### Source data

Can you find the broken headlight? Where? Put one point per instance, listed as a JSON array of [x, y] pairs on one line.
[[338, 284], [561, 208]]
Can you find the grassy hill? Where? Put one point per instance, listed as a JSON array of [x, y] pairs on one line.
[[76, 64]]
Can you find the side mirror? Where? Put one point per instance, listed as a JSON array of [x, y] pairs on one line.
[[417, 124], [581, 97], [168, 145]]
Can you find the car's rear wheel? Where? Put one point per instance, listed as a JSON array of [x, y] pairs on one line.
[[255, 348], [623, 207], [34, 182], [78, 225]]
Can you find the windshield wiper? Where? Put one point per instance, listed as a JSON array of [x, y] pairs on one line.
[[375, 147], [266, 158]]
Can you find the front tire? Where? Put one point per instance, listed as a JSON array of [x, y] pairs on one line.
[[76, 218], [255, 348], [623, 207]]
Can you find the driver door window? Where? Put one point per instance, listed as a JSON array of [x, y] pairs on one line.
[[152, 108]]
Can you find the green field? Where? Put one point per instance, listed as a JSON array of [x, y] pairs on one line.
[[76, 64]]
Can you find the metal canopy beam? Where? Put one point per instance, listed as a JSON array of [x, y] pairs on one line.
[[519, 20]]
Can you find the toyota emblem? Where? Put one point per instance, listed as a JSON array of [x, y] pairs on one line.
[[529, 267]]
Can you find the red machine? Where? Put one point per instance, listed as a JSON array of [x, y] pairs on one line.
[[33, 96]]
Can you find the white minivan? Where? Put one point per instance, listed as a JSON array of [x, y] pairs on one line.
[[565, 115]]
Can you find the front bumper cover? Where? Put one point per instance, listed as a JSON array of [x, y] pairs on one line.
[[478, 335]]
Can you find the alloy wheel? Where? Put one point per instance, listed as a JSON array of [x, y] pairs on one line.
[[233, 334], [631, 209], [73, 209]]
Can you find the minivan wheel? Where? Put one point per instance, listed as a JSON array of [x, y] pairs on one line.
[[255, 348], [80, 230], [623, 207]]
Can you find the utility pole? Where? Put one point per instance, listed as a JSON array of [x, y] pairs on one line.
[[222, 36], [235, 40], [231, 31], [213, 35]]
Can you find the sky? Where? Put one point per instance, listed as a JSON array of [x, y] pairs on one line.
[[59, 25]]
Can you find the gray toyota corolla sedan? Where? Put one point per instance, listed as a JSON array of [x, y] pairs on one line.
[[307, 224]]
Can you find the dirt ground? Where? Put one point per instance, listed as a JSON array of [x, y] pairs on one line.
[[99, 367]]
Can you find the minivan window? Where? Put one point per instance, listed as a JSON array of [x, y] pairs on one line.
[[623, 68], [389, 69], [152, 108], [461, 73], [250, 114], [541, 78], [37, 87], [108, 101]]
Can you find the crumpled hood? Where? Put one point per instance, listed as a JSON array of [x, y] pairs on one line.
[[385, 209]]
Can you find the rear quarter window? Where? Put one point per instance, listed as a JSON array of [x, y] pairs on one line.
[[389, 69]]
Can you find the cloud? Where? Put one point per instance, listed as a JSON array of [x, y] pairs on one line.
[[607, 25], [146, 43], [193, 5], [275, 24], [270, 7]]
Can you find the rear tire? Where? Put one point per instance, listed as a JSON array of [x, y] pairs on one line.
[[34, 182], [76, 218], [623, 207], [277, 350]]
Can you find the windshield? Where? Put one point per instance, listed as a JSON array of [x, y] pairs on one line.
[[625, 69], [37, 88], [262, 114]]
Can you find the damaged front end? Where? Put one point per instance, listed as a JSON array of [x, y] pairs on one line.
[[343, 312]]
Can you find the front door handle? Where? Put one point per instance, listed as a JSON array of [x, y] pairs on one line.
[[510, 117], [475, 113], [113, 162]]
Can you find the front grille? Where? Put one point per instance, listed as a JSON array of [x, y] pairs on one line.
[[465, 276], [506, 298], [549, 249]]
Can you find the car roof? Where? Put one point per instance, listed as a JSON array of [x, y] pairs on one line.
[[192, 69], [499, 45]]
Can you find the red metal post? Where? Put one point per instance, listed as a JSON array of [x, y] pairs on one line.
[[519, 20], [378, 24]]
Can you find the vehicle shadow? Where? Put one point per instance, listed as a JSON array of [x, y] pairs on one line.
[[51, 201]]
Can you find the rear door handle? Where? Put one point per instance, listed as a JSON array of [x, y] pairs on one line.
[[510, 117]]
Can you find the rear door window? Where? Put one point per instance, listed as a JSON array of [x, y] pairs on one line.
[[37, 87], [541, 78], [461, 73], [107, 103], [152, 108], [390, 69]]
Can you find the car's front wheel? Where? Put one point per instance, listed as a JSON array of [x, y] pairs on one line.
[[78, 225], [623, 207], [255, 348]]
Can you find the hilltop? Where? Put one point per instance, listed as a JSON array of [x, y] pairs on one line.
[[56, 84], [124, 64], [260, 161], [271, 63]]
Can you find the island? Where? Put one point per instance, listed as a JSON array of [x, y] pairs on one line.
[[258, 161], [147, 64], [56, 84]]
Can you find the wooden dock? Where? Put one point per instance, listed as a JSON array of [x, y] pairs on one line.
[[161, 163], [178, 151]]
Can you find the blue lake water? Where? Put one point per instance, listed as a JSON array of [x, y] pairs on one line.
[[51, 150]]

### Task brief
May I have exactly the lines from the one containing "Can you find the wooden" through the last line of the data, both included?

### Result for this exercise
Can you find the wooden dock? Where? Put one point per instance, listed as a JSON array of [x, y] pairs on one line.
[[161, 163], [178, 151]]
Can you find the blue lake water? Where? Put one point per instance, listed as a JSON array of [x, y] pairs on one line.
[[51, 150]]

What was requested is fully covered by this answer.